▶ Task requirements
This exercise calls for an exact transcription. Set down every record below.

Data extracted from a collection:
================================
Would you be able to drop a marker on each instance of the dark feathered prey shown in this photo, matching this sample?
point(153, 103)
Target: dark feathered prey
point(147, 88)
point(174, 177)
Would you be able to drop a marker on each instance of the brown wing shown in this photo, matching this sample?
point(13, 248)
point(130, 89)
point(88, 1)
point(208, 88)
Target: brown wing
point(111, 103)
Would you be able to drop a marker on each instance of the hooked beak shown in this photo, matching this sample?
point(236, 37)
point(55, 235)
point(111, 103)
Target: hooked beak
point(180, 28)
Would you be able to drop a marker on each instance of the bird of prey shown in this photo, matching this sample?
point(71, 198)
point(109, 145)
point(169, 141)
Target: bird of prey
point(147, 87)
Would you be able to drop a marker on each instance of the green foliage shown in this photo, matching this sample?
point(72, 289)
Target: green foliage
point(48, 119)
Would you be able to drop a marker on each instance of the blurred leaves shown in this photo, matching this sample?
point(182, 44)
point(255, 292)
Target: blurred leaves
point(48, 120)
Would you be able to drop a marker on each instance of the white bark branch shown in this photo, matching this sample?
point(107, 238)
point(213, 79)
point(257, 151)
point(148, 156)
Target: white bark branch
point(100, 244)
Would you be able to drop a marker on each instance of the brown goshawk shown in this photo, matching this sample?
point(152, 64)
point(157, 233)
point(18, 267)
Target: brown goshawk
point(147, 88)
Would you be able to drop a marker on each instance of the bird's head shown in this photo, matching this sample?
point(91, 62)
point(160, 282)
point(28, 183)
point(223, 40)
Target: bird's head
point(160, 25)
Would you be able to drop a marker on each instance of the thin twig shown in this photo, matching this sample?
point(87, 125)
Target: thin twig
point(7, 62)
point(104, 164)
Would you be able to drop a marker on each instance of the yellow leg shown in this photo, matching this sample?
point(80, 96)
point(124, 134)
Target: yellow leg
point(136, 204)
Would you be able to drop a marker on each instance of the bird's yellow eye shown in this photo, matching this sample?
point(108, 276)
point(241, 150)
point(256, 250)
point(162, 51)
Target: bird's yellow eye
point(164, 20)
================================
▶ The completed task
Would you be able to drop a marker on each instance of the dark feathered prey shown in this photo, matching this sample?
point(153, 103)
Target: dark feathered prey
point(147, 88)
point(174, 177)
Would you be able to drop a marker on each instance of the brown wing shown in this photo, matching this sample?
point(13, 248)
point(130, 89)
point(88, 1)
point(208, 88)
Target: brown wing
point(111, 103)
Would you be able to drop a marker on each instance of the hooked beak shown in this photo, matching this sample?
point(236, 37)
point(55, 235)
point(111, 103)
Target: hooked beak
point(180, 28)
Would you be able to drop a marker on each instance of the bird of prey shown in this photo, matching this sample?
point(71, 198)
point(109, 145)
point(169, 141)
Target: bird of prey
point(147, 87)
Would you be able to drop a marker on each instance of the green foliage shown in this photo, matching this sample?
point(72, 289)
Target: green foliage
point(48, 119)
Would you be able to drop a marker on each instance of the blurred leaves shown in this photo, matching this sample?
point(182, 44)
point(255, 292)
Target: blurred leaves
point(48, 120)
Would you be able to drop a marker on each instance of the white bark branch shown in this photo, matching this sample?
point(107, 238)
point(213, 79)
point(257, 151)
point(148, 156)
Target: white bark branch
point(100, 244)
Would you be able to drop a marker on each instance of the brown goshawk shown in this photo, matching this sample?
point(152, 64)
point(157, 233)
point(18, 267)
Target: brown goshawk
point(147, 88)
Would you be able to drop a marker on each instance of the bird's head shown in this photo, matching this sample?
point(91, 62)
point(160, 282)
point(28, 183)
point(223, 40)
Target: bird's head
point(160, 25)
Would you be able to drop a marker on each instance of the thin twig shown in this photo, matching this sample?
point(87, 125)
Target: thin twig
point(7, 62)
point(104, 164)
Would you be able to drop a marker on each instance of the yellow leg shown in this photo, matching this sample?
point(80, 96)
point(124, 134)
Target: yellow leg
point(136, 204)
Would you be able to drop a marker on each instance of the bird's yellow eye shown in this photo, matching this sample?
point(108, 276)
point(241, 150)
point(256, 250)
point(162, 51)
Target: bird's yellow eye
point(164, 20)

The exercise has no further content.